═════ Information supplied ═════

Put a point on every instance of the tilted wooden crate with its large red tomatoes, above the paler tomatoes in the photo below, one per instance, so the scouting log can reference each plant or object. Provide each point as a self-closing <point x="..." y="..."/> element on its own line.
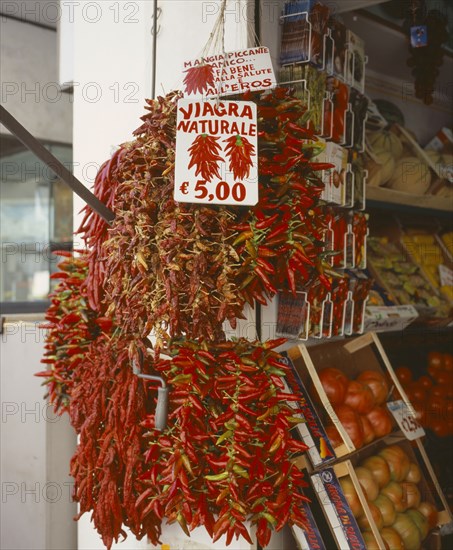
<point x="327" y="437"/>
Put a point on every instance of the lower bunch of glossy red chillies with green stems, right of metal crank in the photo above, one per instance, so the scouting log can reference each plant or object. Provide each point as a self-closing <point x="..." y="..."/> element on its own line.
<point x="229" y="418"/>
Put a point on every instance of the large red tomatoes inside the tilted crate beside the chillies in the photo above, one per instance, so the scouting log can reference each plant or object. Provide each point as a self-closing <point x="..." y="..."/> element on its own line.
<point x="359" y="405"/>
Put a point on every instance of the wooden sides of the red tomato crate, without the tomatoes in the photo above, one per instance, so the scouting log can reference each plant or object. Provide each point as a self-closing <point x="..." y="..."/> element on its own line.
<point x="352" y="356"/>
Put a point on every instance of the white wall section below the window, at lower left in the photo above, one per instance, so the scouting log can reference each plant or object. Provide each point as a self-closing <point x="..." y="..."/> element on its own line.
<point x="36" y="447"/>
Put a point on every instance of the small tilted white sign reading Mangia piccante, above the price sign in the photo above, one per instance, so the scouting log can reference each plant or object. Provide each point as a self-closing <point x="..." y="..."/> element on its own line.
<point x="229" y="73"/>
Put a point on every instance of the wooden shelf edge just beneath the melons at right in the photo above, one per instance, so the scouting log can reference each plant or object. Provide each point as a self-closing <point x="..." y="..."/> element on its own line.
<point x="381" y="195"/>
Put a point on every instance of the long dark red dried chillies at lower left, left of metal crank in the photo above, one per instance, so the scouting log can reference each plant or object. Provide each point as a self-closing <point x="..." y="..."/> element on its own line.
<point x="106" y="409"/>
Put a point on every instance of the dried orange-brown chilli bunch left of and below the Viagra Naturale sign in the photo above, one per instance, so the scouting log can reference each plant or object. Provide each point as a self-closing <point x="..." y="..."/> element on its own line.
<point x="169" y="266"/>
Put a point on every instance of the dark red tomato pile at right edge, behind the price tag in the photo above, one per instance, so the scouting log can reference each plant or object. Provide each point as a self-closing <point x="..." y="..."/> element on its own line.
<point x="432" y="394"/>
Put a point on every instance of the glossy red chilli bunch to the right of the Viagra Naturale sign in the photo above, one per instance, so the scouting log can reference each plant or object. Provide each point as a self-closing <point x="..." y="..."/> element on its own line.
<point x="283" y="237"/>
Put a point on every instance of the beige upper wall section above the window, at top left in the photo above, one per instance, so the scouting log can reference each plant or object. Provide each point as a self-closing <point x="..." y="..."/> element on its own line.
<point x="29" y="81"/>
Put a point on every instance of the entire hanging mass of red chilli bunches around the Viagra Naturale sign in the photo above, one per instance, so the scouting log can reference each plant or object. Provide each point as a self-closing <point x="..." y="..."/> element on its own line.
<point x="181" y="270"/>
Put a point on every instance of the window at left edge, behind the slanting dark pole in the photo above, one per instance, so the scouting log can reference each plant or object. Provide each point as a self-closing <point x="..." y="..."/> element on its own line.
<point x="36" y="218"/>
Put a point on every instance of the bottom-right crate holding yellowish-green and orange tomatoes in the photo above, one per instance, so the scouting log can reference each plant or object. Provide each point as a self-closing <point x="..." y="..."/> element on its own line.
<point x="357" y="524"/>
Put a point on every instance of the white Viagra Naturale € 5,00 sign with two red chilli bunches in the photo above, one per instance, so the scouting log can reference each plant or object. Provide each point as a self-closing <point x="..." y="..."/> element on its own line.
<point x="216" y="152"/>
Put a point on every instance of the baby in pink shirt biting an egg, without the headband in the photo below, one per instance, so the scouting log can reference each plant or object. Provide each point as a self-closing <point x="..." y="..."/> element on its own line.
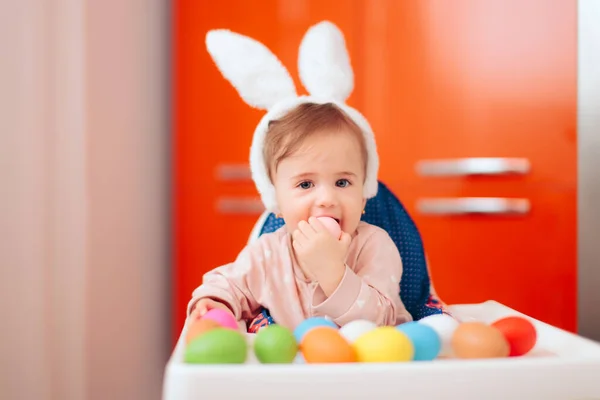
<point x="316" y="159"/>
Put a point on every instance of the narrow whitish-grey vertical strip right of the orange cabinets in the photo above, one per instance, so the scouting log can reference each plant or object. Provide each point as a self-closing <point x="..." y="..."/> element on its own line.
<point x="588" y="185"/>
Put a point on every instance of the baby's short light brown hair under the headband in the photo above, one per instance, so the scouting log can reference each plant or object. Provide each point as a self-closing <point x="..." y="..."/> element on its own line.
<point x="286" y="135"/>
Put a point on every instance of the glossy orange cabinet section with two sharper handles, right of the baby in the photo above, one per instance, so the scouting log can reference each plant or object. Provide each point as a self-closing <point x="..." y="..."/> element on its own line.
<point x="447" y="81"/>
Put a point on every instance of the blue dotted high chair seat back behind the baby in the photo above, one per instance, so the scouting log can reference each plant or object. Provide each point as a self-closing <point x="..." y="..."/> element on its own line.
<point x="387" y="212"/>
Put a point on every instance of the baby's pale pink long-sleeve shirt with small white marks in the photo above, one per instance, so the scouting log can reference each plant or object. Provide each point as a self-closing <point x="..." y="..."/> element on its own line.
<point x="265" y="274"/>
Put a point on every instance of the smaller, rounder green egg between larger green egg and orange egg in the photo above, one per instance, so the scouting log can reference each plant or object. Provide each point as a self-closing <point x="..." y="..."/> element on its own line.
<point x="275" y="344"/>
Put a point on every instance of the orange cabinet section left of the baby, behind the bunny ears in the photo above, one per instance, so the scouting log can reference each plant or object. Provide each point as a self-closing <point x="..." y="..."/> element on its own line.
<point x="213" y="126"/>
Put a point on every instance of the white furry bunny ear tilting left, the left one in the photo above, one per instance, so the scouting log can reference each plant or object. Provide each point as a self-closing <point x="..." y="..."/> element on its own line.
<point x="256" y="73"/>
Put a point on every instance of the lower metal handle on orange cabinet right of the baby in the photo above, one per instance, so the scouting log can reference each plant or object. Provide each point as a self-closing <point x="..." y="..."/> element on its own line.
<point x="473" y="205"/>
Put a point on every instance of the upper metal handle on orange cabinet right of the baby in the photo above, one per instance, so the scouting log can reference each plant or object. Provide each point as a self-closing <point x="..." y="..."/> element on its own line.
<point x="473" y="166"/>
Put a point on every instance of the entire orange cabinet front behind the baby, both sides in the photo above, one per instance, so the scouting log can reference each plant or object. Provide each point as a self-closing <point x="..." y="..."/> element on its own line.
<point x="438" y="81"/>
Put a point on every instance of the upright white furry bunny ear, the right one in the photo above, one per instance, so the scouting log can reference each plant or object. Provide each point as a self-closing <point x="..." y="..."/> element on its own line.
<point x="324" y="64"/>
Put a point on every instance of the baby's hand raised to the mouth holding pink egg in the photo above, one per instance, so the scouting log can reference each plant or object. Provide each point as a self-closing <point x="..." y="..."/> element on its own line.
<point x="321" y="256"/>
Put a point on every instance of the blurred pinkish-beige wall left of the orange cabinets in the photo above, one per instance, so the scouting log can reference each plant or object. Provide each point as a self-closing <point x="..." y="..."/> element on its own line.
<point x="84" y="201"/>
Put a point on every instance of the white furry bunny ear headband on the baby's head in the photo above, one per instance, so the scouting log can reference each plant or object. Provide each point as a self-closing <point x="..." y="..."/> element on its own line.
<point x="264" y="83"/>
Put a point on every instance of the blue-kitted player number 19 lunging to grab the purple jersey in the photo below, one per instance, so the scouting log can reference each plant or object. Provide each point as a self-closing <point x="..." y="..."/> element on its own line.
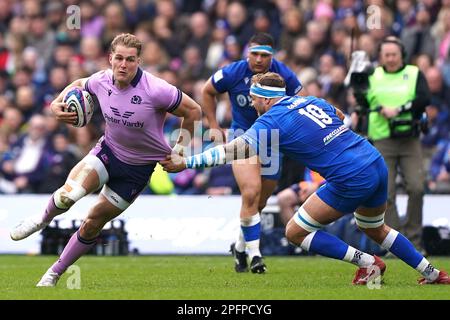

═════

• _Description of the task_
A faithful, word-for-word version of the records above is needed, with no images in it.

• _Your solution_
Put a point on every instance of the tilted wooden crate with its large red tomatoes, above the paler tomatoes in the photo below, one per instance, so the scouting log can reference each plant or object. Provide each point as a self-closing <point x="..." y="..."/> element on its own line.
<point x="327" y="437"/>
Put a point on every instance of the lower bunch of glossy red chillies with green stems, right of metal crank in the photo above, one per instance, so the scouting log can reference each plant or object. Provide each point as a self-closing <point x="..." y="..."/> element on its own line.
<point x="229" y="418"/>
Put a point on every instance of the large red tomatoes inside the tilted crate beside the chillies in the photo above, one per instance, so the scouting log can reference each plant or object. Provide each point as a self-closing <point x="..." y="..."/> element on its own line.
<point x="359" y="405"/>
Put a point on every instance of the wooden sides of the red tomato crate, without the tomatoes in the photo above, one per instance, so the scouting log can reference each plant or object. Provide each point as a self-closing <point x="..." y="..."/> element on its own line.
<point x="352" y="356"/>
Put a point on every instance of the white wall section below the window, at lower left in the photo above, one per instance, so the scouting log can reference each plant or object. Provide each point as a self-closing <point x="..." y="..."/> element on its own line.
<point x="36" y="447"/>
Put a point on every instance of the small tilted white sign reading Mangia piccante, above the price sign in the photo above, one per instance, so the scouting log can reference each plant or object. Provide each point as a self-closing <point x="..." y="..."/> element on its own line.
<point x="229" y="73"/>
Put a point on every instance of the wooden shelf edge just beneath the melons at right in the photo above, one per instance, so the scouting log can reference each plant or object. Provide each point as a self-closing <point x="..." y="..."/> element on its own line.
<point x="381" y="195"/>
Put a point on every instance of the long dark red dried chillies at lower left, left of metal crank in the photo above, one per instance, so the scouting log can reference each plant or object. Provide each point as a self-closing <point x="..." y="..."/> element on its own line.
<point x="106" y="409"/>
Put a point on every instance of the dried orange-brown chilli bunch left of and below the Viagra Naturale sign in the photo above, one per instance, so the scouting log can reference each plant or object. Provide each point as a self-closing <point x="..." y="..."/> element on its own line.
<point x="169" y="266"/>
Put a point on every instance of the dark red tomato pile at right edge, behind the price tag in the photo above, one per instance, so the scouting log can reference each plant or object. Provide each point as a self-closing <point x="..." y="..."/> element on its own line.
<point x="432" y="394"/>
Put a point on every instance of the glossy red chilli bunch to the right of the Viagra Naturale sign in the photo above, one per instance, so the scouting log can reference each plant or object. Provide each point as a self-closing <point x="..." y="..."/> element on its own line.
<point x="283" y="237"/>
Put a point on every instance of the beige upper wall section above the window, at top left in the photo above, one per instance, so the scouting log can reference each plant or object. Provide each point as a self-closing <point x="..." y="..."/> element on its own line.
<point x="29" y="81"/>
Put a point on every instance of the entire hanging mass of red chilli bunches around the Viagra Naturale sign in the photo above, one per instance, so the scouting log can reference each plant or object. Provide each point as a self-closing <point x="..." y="..."/> element on its own line.
<point x="181" y="270"/>
Put a point on every instance of the window at left edge, behind the slanting dark pole in the photo above, one per instance, so the scouting log can reference each plant or object. Provide each point as a self-closing <point x="..." y="..."/> element on its own line.
<point x="36" y="218"/>
Put a point on every instance of the bottom-right crate holding yellowish-green and orange tomatoes in the photo above, one per instance, so the scouting log can reference each plant or object. Provide each point as a self-closing <point x="..." y="..."/> element on its own line.
<point x="357" y="524"/>
Put a point on every instance of the white Viagra Naturale € 5,00 sign with two red chilli bunches in the photo above, one per instance, so the scouting log can reference each plant or object. Provide each point as a self-closing <point x="..." y="..."/> element on its own line.
<point x="216" y="152"/>
Put a point on every instance of the baby in pink shirt biting an egg, without the headband in the photo below, one per instance, so the scouting log can reference each plant or object. Provide each point as a self-closing <point x="..." y="..."/> element on its own line.
<point x="316" y="159"/>
Put a point on every instance of the narrow whitish-grey vertical strip right of the orange cabinets in the photo above, one per instance, so the scouting log can reference each plant or object. Provide each point as a self-closing <point x="..." y="..."/> element on its own line.
<point x="588" y="185"/>
Put a point on every instance of the baby's short light brown hair under the headband in the photo above, one per instance, so the scouting log can reference each plant or object. Provide each point as a self-closing <point x="..." y="..."/> element on its own line.
<point x="286" y="135"/>
Put a point on every instance of the glossy orange cabinet section with two sharper handles, right of the baby in the photo above, one per instance, so the scouting log can reference each plant or object. Provide each point as a self-closing <point x="..." y="..."/> element on its own line.
<point x="447" y="81"/>
Put a point on every instance of the blue dotted high chair seat back behind the baby in the photo above, one per instance, so the scouting log can reference each plant or object. Provide each point as a self-closing <point x="..." y="..."/> element on its own line.
<point x="387" y="212"/>
Put a point on every instance of the baby's pale pink long-sleeve shirt with small white marks in the photo above, one per instance, so the scouting log can reference each plant or object. Provide each point as a self-closing <point x="..." y="..."/> element on its own line.
<point x="265" y="274"/>
Put a point on every instance of the smaller, rounder green egg between larger green egg and orange egg in the photo above, one per instance, so the scouting log can reference each plant or object. Provide each point as a self-closing <point x="..." y="..."/> element on its own line.
<point x="275" y="344"/>
Put a point on every instance of the orange cabinet section left of the baby, behind the bunny ears in the photo above, one per instance, so the scouting log can reference each plant or object. Provide each point as a self-closing <point x="..." y="..."/> element on its own line.
<point x="213" y="126"/>
Put a point on every instance of the white furry bunny ear tilting left, the left one in the photo above, one per instance, so the scouting log can reference each plant or object. Provide each point as a self-closing <point x="..." y="..."/> element on its own line.
<point x="256" y="73"/>
Put a point on every instance of the lower metal handle on orange cabinet right of the baby in the photo above, one per instance, so the scouting log can reference each plant or object. Provide each point as a self-closing <point x="..." y="..."/> element on its own line.
<point x="473" y="205"/>
Put a point on every instance of the upper metal handle on orange cabinet right of the baby in the photo above, one per instance, so the scouting log can reference each plant or object. Provide each point as a self-closing <point x="..." y="..."/> element on its own line.
<point x="473" y="166"/>
Put a point on every instance of the entire orange cabinet front behind the baby, both sides in the photo above, one per instance, so the scouting log can reference each plant or object. Provide each point as a self-closing <point x="..." y="..."/> element on its own line.
<point x="438" y="81"/>
Put a point on every instance of the upright white furry bunny ear, the right one in the photo above, one per instance, so the scouting log can reference each plant or object. Provide each point as a self-closing <point x="..." y="..."/> element on its own line.
<point x="324" y="64"/>
Put a point on every instance of the baby's hand raised to the mouth holding pink egg in the photo above, one per instance, so the scouting log can reference each plant or object. Provide each point as a self-closing <point x="..." y="..."/> element on its own line.
<point x="321" y="256"/>
Put a point on every instance of the blurred pinkish-beige wall left of the orange cabinets in the photo above, one per instance, so the scouting log can reference each plant or object. Provide each point as a self-closing <point x="..." y="..."/> element on its own line.
<point x="84" y="201"/>
Put a point on every instance of the white furry bunny ear headband on the baby's head in the photo above, one per instance, so the scouting log can reference each plant or object. Provide each point as a self-closing <point x="..." y="..."/> element on its own line.
<point x="264" y="83"/>
Put a point on every instance of the blue-kitted player number 19 lunging to grab the purple jersey in the photo below, one per instance, so the scouting log can reference each plant or object. Provide each point as a self-closing <point x="..." y="..."/> element on its own line.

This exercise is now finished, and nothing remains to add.